**PROVIDED TEXT:**
□ □ □ □ □
As discussed above, the investment in computing resources is helpful for research and the 
development of countries, but developing countries often do not prioritize such things, 
which creates shortages in resources for computation. To reduce research costs, low-cost 
devices such as the Single Board Computer (SBC) or computer equipment heterogeneous 
desktop (PC) that can meet the needs of the applications can be made or bought. In 
addition, the applications must be developed or transcribed with the objective of being 
implemented in these architectures as a test base and these applications must maintain a 
portability and scalability that allows them the flexibility of deployment on architectures 
with greater capabilities. To verify the performance of different architectures, two reference 
devices are chosen that classify under the characteristics proposed by the Post-Moore Era. 
These devices will be addressed in the next section.
□ □ □ □ □
**RECORDS PROVIDED:**
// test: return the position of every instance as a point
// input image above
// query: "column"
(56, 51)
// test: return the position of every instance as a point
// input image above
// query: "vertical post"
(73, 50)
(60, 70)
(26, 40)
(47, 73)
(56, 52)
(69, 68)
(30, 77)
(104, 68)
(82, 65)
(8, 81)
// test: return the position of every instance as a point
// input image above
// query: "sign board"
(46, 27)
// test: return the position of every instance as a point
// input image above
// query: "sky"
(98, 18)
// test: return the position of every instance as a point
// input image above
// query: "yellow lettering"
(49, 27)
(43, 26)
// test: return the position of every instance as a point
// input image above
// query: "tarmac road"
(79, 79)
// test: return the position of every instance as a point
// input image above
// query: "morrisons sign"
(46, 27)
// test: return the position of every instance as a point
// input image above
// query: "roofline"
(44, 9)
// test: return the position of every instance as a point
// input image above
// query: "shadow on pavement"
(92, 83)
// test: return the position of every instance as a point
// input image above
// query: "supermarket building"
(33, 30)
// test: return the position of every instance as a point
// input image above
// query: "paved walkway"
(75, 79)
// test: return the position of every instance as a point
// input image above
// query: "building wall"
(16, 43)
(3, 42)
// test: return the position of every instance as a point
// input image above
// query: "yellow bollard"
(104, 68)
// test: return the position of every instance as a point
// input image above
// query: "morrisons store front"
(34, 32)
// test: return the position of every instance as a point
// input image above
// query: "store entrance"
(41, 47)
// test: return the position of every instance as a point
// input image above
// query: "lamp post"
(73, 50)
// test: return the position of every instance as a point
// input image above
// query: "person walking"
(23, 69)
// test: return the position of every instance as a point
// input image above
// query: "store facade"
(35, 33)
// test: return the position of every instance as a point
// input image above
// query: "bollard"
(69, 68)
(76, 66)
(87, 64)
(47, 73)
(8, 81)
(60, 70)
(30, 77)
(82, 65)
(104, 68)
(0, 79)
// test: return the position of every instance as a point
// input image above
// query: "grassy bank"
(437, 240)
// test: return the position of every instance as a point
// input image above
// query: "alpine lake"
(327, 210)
□ □ □ □ □
**WHAT YOU HAVE TO DO:** Copy out the full passage on low-cost computing devices for research word for word.

**ANSWER TO THIS PROBLEM:**
As discussed above, the investment in computing resources is helpful for research and the 
development of countries, but developing countries often do not prioritize such things, 
which creates shortages in resources for computation. To reduce research costs, low-cost 
devices such as the Single Board Computer (SBC) or computer equipment heterogeneous 
desktop (PC) that can meet the needs of the applications can be made or bought. In 
addition, the applications must be developed or transcribed with the objective of being 
implemented in these architectures as a test base and these applications must maintain a 
portability and scalability that allows them the flexibility of deployment on architectures 
with greater capabilities. To verify the performance of different architectures, two reference 
devices are chosen that classify under the characteristics proposed by the Post-Moore Era. 
These devices will be addressed in the next section.